= TASK BRIEF =
List every line in this data where the string "wheel" occurs.

= INPUT FOR THIS TASK =
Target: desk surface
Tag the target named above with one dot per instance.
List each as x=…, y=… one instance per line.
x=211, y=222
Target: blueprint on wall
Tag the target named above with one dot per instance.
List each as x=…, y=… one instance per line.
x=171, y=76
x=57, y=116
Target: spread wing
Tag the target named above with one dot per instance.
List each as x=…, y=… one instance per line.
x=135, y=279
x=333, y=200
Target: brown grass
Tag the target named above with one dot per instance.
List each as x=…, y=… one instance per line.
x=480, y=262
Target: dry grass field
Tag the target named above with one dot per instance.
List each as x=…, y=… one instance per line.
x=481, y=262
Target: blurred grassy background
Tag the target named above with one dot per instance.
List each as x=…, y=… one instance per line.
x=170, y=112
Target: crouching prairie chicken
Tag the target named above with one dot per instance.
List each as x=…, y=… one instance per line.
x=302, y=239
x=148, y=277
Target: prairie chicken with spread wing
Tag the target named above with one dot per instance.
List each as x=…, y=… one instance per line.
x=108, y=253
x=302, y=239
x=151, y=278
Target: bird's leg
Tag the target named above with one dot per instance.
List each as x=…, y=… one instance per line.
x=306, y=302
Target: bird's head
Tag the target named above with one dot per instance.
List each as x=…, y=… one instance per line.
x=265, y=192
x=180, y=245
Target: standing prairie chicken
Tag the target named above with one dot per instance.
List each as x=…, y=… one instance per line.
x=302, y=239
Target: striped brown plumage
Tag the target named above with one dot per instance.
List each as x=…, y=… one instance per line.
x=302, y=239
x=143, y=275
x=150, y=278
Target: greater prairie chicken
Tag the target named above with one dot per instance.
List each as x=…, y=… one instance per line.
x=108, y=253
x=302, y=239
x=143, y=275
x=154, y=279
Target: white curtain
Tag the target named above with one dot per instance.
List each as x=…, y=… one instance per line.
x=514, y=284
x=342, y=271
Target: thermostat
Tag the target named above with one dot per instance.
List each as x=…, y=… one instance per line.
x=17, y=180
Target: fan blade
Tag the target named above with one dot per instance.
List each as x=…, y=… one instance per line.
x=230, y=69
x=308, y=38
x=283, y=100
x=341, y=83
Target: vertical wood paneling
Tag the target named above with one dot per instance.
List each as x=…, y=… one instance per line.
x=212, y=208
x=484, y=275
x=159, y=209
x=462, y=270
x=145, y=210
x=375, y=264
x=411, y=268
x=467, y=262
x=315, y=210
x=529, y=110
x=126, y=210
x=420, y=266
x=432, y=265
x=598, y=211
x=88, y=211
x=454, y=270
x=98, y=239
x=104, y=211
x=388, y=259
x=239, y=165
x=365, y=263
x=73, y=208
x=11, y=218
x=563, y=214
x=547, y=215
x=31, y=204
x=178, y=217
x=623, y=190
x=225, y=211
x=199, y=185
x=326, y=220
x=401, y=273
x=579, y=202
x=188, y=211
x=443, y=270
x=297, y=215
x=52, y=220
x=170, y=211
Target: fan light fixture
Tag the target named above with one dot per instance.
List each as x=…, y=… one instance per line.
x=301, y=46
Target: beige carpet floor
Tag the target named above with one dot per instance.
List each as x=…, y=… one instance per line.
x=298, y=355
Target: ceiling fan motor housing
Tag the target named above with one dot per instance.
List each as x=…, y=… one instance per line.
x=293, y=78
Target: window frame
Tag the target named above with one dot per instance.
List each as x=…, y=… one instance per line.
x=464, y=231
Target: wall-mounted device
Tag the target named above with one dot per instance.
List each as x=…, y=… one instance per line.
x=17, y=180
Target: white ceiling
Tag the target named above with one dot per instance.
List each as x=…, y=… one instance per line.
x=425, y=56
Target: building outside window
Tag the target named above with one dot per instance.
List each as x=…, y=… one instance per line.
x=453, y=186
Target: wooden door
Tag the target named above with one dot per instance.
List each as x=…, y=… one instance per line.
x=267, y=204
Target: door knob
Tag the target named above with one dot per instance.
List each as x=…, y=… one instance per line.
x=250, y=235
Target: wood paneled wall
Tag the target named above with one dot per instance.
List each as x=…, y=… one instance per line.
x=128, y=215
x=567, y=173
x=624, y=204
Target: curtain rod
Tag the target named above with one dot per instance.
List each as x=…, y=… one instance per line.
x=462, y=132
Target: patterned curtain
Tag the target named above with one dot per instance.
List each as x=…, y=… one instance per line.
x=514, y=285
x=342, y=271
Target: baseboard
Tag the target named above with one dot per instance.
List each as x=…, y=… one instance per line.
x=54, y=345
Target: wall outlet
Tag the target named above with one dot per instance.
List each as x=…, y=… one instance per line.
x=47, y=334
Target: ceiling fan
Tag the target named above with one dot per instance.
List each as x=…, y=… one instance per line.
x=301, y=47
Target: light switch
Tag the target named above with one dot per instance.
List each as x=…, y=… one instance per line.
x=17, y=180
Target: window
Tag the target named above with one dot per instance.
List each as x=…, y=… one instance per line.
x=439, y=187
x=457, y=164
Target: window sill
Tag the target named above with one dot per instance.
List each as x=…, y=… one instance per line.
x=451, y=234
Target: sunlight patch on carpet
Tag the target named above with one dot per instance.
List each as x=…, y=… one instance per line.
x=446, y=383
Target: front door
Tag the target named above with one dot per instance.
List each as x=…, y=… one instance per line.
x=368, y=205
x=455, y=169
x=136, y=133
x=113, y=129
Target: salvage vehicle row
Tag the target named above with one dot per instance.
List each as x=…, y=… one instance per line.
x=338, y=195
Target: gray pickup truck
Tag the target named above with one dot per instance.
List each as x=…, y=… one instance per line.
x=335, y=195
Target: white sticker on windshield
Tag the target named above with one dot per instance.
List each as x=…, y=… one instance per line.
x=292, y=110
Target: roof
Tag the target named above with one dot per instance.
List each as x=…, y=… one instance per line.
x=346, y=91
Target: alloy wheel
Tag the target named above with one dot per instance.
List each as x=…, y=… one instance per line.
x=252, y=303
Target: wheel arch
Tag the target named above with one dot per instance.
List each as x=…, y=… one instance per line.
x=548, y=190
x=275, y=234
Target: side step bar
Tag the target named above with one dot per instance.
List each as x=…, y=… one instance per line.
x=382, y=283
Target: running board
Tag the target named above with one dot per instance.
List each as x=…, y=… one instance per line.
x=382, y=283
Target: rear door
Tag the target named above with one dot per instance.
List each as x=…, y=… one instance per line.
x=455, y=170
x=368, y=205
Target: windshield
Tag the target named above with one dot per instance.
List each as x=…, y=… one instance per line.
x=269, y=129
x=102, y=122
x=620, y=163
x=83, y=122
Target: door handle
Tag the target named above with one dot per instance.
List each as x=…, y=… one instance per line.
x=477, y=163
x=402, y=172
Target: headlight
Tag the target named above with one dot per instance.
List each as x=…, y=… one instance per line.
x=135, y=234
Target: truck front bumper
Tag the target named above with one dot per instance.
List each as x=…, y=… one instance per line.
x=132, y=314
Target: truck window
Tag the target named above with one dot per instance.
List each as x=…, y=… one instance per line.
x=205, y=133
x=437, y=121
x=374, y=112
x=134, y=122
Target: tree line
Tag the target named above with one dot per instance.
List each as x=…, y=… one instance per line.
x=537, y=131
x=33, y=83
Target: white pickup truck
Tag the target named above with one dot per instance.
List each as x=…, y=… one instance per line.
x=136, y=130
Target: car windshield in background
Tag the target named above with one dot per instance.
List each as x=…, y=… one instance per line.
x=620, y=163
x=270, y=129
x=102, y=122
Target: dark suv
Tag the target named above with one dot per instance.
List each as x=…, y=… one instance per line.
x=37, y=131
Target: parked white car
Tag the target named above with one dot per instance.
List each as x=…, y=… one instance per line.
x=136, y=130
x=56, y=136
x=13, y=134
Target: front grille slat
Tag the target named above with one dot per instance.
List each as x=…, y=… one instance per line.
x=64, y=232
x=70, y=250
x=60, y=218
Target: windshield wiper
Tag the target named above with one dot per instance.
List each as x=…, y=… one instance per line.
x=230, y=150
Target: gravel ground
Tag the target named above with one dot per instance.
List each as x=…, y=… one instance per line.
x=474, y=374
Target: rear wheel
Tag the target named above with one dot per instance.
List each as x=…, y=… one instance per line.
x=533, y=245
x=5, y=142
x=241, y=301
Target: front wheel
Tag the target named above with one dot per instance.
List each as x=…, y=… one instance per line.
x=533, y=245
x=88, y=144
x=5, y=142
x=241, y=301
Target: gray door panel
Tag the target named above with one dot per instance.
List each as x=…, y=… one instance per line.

= FINAL ANSWER =
Target: alloy wheel
Target: wheel arch
Target: rear wheel
Target: front wheel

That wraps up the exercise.